▼
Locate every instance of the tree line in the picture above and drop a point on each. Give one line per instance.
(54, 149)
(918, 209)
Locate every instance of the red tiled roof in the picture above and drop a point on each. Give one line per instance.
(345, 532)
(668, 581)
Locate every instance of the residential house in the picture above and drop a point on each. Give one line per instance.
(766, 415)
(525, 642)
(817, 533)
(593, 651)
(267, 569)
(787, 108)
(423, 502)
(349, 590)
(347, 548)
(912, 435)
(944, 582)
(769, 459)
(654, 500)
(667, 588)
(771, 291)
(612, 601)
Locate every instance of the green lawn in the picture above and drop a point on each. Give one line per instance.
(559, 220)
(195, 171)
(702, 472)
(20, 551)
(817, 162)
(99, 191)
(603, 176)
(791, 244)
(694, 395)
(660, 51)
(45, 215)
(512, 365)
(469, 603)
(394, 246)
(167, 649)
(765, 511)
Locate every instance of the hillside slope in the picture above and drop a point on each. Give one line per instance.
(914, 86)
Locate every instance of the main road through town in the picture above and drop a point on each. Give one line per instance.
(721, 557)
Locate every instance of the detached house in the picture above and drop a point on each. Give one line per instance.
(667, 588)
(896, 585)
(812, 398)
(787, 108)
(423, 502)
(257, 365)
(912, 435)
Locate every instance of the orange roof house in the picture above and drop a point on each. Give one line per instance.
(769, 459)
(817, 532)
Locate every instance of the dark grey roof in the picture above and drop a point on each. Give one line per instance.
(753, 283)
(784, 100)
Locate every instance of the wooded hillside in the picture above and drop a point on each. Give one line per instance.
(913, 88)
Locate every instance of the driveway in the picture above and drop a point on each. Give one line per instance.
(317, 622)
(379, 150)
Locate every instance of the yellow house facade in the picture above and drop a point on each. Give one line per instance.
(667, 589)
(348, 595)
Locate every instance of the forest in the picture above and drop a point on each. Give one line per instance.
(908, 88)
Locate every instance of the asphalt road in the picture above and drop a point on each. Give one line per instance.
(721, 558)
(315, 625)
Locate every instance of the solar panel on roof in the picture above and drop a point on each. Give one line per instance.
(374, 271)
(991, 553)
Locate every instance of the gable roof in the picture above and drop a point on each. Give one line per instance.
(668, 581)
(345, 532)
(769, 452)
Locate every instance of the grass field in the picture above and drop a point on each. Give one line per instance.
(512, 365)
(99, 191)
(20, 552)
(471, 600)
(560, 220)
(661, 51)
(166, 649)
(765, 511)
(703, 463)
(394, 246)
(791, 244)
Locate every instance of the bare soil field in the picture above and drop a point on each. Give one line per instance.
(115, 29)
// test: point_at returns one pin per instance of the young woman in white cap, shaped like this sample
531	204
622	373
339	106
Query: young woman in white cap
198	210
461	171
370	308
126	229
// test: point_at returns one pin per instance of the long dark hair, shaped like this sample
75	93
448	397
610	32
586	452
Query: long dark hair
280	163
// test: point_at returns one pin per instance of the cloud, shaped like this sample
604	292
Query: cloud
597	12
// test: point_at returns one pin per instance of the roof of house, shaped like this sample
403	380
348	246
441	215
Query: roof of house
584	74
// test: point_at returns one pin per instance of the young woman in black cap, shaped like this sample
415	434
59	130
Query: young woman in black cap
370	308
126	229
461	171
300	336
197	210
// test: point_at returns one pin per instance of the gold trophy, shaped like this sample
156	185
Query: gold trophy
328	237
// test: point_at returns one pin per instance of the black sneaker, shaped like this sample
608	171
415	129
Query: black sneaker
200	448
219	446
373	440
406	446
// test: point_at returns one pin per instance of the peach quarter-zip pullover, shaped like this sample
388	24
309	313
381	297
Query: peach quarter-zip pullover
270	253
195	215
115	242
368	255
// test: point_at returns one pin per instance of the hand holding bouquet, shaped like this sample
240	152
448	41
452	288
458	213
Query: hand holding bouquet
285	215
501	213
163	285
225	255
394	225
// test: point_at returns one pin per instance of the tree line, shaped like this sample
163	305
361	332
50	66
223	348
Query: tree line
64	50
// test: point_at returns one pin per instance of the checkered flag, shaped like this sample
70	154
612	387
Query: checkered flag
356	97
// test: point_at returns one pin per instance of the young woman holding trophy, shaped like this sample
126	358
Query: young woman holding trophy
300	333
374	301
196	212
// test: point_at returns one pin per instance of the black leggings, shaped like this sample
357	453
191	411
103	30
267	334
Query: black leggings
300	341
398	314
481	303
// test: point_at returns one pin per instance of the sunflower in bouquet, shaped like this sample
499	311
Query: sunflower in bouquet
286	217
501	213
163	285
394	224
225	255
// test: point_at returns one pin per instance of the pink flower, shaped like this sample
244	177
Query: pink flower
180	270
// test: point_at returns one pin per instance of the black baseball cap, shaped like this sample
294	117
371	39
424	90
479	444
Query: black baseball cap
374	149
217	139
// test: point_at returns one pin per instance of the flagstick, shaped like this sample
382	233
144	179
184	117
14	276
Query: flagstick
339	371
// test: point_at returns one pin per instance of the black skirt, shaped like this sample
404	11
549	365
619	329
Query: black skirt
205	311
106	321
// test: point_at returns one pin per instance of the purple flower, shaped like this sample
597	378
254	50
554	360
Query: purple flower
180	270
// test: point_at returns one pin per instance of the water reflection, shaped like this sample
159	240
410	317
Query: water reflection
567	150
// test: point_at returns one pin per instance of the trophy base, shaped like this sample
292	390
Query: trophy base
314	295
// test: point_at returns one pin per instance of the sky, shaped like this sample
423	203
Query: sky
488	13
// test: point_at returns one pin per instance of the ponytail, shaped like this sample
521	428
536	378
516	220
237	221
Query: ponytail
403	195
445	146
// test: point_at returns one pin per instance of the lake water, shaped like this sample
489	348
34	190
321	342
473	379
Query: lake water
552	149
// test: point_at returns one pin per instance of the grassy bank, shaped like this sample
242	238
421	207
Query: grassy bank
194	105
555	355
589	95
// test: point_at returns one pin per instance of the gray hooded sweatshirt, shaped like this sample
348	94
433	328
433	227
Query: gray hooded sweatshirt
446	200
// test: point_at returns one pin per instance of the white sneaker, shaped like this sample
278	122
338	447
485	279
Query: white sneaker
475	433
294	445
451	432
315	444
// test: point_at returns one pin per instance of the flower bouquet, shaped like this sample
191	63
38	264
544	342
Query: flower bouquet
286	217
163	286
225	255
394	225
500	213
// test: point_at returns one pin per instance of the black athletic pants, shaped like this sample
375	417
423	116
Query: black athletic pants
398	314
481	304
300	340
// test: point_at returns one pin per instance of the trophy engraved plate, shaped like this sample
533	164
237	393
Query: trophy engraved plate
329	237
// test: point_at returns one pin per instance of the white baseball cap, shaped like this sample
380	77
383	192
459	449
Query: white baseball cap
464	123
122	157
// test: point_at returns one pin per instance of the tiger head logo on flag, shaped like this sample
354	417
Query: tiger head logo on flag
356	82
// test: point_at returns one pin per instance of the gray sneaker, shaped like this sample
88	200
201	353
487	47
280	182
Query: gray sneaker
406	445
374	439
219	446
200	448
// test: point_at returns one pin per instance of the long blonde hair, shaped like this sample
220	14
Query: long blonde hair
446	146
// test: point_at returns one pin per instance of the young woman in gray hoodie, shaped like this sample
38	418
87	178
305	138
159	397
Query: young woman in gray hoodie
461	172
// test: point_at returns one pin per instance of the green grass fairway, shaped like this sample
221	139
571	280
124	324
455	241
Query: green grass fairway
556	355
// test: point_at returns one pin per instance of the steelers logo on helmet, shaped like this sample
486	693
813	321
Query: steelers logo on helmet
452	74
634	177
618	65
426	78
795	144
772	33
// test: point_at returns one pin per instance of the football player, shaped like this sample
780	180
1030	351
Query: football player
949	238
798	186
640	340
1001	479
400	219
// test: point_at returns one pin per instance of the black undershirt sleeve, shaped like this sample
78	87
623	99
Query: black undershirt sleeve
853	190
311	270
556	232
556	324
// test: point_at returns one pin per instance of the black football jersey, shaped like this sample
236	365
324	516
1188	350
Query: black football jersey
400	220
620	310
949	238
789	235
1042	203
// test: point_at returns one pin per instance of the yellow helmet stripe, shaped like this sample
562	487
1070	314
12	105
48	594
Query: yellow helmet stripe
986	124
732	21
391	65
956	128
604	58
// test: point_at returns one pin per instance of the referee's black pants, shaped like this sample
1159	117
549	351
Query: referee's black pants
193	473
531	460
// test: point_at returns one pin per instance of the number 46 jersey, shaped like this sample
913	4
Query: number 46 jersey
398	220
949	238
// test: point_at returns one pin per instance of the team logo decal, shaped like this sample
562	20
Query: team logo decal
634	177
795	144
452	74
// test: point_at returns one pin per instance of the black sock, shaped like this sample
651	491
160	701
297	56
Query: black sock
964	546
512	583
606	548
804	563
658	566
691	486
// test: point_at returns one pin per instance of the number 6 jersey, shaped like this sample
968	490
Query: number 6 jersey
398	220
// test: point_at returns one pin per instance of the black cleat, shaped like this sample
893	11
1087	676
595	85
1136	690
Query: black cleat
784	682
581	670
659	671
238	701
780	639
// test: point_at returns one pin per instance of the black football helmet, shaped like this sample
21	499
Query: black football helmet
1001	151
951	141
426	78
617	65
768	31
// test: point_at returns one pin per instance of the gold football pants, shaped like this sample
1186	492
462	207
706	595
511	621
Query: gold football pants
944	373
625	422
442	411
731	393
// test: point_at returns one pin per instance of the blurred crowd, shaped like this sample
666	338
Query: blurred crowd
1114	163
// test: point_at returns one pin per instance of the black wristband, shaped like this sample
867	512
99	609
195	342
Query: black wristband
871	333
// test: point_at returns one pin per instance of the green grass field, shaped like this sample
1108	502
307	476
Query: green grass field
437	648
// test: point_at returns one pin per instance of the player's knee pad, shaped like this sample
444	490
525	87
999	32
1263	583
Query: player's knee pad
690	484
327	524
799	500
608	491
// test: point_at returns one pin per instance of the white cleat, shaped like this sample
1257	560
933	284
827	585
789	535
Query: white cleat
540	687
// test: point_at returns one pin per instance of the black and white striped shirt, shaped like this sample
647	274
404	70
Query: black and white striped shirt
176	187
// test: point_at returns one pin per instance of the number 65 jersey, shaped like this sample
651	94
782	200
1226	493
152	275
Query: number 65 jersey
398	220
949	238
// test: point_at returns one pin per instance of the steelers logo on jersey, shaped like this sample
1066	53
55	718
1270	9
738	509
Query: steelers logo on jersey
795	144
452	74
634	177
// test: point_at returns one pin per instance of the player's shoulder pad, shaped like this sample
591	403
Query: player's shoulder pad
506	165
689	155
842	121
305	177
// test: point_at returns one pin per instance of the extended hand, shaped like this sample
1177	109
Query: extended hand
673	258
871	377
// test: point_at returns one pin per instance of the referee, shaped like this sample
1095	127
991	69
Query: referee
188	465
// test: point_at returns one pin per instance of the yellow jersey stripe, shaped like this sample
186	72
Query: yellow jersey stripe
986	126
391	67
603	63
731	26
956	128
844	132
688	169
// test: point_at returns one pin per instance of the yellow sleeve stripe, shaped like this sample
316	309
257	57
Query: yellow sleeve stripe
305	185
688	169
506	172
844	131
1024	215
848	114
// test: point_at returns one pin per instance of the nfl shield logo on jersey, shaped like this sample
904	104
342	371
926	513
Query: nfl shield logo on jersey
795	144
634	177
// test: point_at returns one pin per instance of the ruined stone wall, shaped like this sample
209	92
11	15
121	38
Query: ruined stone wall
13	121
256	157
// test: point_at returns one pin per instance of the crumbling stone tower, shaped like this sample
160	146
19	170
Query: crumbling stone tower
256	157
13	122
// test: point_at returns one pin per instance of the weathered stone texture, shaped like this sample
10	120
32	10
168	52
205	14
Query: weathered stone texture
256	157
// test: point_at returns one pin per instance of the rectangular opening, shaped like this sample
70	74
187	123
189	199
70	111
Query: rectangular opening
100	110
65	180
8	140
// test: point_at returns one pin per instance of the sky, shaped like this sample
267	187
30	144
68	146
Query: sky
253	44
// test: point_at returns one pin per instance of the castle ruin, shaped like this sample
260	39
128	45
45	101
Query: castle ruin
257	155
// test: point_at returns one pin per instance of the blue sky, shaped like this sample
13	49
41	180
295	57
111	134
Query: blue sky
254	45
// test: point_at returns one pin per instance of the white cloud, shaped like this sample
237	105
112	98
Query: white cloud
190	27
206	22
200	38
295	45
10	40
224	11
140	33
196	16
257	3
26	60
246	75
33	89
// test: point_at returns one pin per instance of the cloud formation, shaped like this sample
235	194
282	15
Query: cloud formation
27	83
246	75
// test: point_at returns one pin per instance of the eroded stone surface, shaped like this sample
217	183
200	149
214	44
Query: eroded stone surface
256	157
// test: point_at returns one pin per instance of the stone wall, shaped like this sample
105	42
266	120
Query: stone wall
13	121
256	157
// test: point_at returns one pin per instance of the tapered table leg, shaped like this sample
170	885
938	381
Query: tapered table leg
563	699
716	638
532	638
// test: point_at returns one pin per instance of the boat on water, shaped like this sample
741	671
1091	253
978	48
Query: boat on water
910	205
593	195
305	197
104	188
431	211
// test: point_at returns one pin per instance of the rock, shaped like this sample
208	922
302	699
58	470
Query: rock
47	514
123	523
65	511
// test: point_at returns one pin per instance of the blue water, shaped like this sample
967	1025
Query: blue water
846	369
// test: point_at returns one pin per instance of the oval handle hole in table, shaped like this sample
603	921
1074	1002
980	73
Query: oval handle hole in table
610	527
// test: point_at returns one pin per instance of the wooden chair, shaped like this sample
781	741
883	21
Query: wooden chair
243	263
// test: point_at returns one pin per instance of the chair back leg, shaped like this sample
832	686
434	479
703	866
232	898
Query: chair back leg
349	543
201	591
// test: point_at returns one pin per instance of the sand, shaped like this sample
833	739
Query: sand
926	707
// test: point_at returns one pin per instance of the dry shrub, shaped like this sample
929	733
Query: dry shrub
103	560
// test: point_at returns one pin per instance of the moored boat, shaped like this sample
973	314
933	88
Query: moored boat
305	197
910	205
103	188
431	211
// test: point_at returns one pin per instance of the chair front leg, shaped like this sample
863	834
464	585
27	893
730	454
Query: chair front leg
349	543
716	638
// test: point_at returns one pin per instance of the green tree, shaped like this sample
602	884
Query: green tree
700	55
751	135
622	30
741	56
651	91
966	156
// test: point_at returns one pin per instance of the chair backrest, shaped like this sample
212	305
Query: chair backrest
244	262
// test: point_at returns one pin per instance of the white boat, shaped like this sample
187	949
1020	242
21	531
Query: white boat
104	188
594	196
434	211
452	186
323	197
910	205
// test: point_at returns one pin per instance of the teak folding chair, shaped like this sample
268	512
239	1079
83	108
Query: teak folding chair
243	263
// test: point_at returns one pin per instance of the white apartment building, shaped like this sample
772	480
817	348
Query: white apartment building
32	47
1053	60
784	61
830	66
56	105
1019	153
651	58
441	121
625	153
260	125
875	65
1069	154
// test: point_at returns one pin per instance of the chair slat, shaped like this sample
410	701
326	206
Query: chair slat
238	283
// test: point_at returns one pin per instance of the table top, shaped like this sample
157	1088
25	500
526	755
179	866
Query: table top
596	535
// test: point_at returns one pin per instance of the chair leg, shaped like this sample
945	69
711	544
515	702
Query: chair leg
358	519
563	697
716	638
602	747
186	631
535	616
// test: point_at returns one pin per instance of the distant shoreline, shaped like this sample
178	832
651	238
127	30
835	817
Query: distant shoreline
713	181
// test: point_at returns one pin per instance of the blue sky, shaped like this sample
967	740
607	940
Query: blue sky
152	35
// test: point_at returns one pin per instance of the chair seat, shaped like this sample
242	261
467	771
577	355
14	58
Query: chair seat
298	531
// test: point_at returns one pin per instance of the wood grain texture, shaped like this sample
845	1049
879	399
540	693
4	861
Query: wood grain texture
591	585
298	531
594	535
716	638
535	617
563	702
▲
> Task goal
In the material above, find the line containing "football helmet, shaped like this sample" and the line containing "shoulder pad, shaped like this sample", then write out exactly those two lines and every line between them, and nothing more.

> Response below
// test: point_at returns one pin per instance of the black football helmet, shaped like this sample
21	499
Query: black football helmet
1001	151
951	141
426	78
617	65
768	31
// test: point_at returns one pin per instance of the gold football pants, shaped like this sample
1186	492
462	207
706	595
511	621
Query: gold football pants
944	373
625	422
442	411
731	393
// test: point_at returns one pin per instance of the blurred crowd, shaped like this sample
666	338
Query: blurred crowd
1114	163
// test: point_at returns one pin per instance of the black wristband, shaped like this sample
867	512
99	609
195	342
Query: black wristband
871	333
// test: point_at returns one pin per instance of the green grass field, shaped like this sample
1108	502
307	476
Query: green grass field
437	648
// test: point_at returns one pin per instance of the player's knee pad, shaped like this sample
444	490
525	87
999	32
1263	583
Query: player's knee pad
690	484
327	524
799	500
608	491
// test: point_at returns one pin per instance of the white cleat, shaped like this sample
1257	560
933	284
827	585
789	535
Query: white cleat
540	687
// test: point_at returns one pin per instance of the black and white striped shirt, shaped like this sample
647	274
404	70
Query: black and white striped shirt
176	187
// test: point_at returns one pin per instance of the number 65 jersey, shaped like this sample
651	94
782	200
1226	493
152	275
Query: number 65 jersey
398	220
949	238
// test: point_at returns one pin per instance of the steelers logo on jersey, shaped like this sample
1066	53
55	718
1270	9
738	509
Query: steelers logo on jersey
795	144
452	74
634	177
// test: point_at returns one pin per instance of the player's shoulder pad, shaped like this sample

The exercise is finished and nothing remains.